┌─ SOURCE TEXT

9.    (a) (i) The Company will indemnify and hold harmless each Underwriter against any losses, claims, damages or liabilities, joint or several, to which such Underwriter may become subject, under the Act or otherwise, insofar as such losses, claims, damages or liabilities (or actions in respect thereof) arise out of or are based upon an untrue statement or alleged untrue statement of a material fact contained in the Registration Statement, the Basic Prospectus, any Preliminary Prospectus, the Pricing Prospectus or the Prospectus, or any amendment or supplement thereto, any Issuer Free Writing Prospectus, any “roadshow” as defined in Rule 433(h) under the Act (a “roadshow”), any “issuer information” filed or required to be filed pursuant to Rule 433(d) under the Act or any Testing-the-Waters Communication, or arise out of or are based upon the omission or alleged omission to state therein a material fact required to be stated therein or necessary to make the statements therein not misleading (in the case of any Preliminary Prospectus, the Basic Prospectus, the Pricing Prospectus or Prospectus, or any amendment or supplement thereto, in any Issuer Free Writing Prospectus, any road show, any “issuer information” filed or required to be filed pursuant to Rule 433(d) under the Act or any Testing-the-Waters Communication, in the light of the circumstances under which they were made), and will reimburse each Underwriter for any legal or other expenses reasonably incurred by such Underwriter in connection with investigating or defending any such action or claim as such expenses are incurred; provided, however, that the Company shall not be liable to an Underwriter in any such case to the extent that any such loss, claim, damage or liability arises out of or is based upon an untrue statement or alleged untrue statement or omission or alleged omission made in the Registration Statement, the Basic Prospectus, any Preliminary Prospectus, the Pricing Prospectus or the Prospectus, or any amendment or supplement thereto, any Issuer Free Writing Prospectus, any roadshow, any “issuer information” filed or required to be filed pursuant to Rule 433(d) under the Act or any Testing-the-Waters Communication, in reliance upon and in conformity with the Underwriter Information.

└─
┌─ ENTRIES PROVIDED

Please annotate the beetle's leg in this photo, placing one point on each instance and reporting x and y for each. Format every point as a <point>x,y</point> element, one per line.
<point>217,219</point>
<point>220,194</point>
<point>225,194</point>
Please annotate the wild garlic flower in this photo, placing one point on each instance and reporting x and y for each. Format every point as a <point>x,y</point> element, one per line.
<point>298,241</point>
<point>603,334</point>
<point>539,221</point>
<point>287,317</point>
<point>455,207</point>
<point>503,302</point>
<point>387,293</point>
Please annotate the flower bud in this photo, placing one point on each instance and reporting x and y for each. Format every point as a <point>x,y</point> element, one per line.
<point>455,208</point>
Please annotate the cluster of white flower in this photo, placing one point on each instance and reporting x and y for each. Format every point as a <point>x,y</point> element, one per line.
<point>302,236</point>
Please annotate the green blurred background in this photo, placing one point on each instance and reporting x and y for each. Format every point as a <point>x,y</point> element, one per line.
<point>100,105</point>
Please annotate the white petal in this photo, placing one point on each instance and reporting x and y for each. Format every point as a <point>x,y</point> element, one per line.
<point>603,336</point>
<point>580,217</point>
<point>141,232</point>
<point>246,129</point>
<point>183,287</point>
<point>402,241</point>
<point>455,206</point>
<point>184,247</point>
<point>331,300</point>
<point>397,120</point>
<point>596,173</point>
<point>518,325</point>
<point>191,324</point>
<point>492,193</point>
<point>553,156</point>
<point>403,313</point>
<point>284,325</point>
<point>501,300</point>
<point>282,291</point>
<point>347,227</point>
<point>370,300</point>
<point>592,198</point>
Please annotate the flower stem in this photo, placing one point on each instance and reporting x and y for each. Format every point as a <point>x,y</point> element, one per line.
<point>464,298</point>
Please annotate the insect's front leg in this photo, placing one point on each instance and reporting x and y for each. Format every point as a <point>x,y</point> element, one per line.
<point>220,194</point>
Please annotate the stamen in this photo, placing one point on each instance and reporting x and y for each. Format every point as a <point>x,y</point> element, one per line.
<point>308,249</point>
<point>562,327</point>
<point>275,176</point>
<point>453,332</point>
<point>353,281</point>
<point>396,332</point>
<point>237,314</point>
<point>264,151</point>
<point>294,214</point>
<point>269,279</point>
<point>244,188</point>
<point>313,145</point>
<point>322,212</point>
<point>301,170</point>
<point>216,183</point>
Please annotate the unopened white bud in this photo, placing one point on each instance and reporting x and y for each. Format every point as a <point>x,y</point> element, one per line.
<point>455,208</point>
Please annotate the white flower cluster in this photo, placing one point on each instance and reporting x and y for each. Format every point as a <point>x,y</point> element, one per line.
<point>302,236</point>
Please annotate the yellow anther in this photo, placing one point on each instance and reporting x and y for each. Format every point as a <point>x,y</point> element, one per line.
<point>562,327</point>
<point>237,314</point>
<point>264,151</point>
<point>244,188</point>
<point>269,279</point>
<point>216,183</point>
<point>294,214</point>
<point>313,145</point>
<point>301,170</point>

└─

* [CHALLENGE]: Decide whether each statement below agrees with the indemnification clause, answering yes or no and quoting the clause's deciding words. (a) The Company will reimburse each Underwriter for legal or other expenses reasonably incurred in investigating or defending a covered action or claim. (b) The indemnity covers only losses to which an Underwriter becomes subject under the Act. (c) The Company remains liable for an untrue statement made in reliance upon and in conformity with the Underwriter Information.

* [REPLY TO THE EXERCISE]:
(a) Yes: "will reimburse each Underwriter for any legal or other expenses reasonably incurred by such Underwriter in connection with investigating or defending any such action or claim as such expenses are incurred"
(b) No: "to which such Underwriter may become subject, under the Act or otherwise"
(c) No: "the Company shall not be liable to an Underwriter in any such case to the extent that any such loss, claim, damage or liability arises out of or is based upon an untrue statement or alleged untrue statement or omission or alleged omission made in" these documents "in reliance upon and in conformity with the Underwriter Information"